START Stored data

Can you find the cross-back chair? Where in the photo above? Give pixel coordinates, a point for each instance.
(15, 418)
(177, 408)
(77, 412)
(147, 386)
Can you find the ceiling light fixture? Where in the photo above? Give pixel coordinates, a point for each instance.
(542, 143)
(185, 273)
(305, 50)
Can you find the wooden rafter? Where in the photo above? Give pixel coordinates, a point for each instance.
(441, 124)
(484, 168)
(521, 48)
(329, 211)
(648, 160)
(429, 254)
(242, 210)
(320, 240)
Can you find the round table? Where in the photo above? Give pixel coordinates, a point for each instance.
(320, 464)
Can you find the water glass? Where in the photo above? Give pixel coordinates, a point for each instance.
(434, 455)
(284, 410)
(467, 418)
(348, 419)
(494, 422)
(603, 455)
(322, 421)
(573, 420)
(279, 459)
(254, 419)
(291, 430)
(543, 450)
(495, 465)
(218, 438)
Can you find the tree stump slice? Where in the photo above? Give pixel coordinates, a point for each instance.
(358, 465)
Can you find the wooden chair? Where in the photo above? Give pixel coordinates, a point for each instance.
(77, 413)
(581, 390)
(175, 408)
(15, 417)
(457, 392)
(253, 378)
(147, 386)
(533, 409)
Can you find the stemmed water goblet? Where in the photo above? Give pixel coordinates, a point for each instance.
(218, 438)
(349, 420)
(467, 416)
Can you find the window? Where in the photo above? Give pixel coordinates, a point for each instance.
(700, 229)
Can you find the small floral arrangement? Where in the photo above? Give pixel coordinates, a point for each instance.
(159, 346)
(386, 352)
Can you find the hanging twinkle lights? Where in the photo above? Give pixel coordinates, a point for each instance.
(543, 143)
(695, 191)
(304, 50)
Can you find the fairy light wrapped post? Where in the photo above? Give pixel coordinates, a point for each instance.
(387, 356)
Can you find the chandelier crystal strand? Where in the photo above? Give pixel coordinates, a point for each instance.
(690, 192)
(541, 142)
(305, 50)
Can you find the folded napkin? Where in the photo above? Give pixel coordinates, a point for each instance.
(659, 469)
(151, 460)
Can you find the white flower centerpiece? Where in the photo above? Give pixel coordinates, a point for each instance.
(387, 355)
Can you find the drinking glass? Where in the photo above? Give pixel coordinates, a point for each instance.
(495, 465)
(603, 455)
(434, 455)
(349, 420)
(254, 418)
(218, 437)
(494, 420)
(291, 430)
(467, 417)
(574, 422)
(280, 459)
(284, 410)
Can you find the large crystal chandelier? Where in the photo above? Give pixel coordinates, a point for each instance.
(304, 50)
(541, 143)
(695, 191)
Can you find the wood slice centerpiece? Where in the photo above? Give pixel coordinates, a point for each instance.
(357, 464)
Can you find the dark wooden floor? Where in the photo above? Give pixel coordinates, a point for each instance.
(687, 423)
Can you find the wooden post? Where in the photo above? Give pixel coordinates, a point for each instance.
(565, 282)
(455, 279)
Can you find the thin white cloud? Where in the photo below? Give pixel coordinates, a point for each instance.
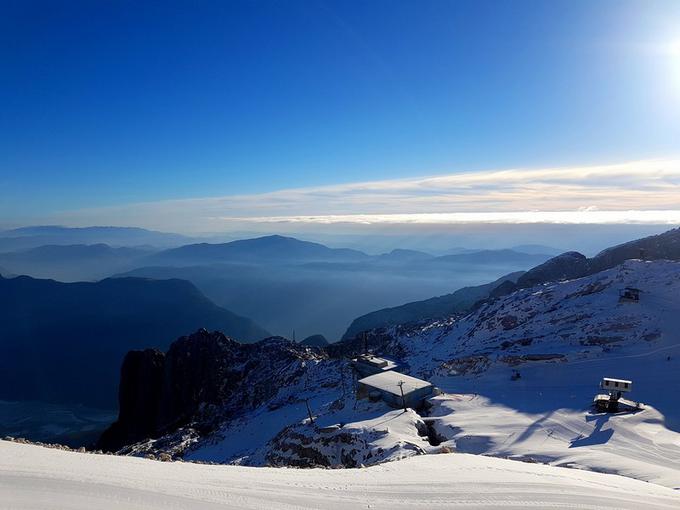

END Stored data

_Task details:_ Show each line above that contains the string "post", treating uppercase and lowercase as different.

_Answer to the problem:_
Can you find the fairy light wrapped post? Where in the photo above? Give pixel coordinates, a point for each instance.
Can you find the wooden post? Where in the photo above? Give pixel coordinates, a point for each instance.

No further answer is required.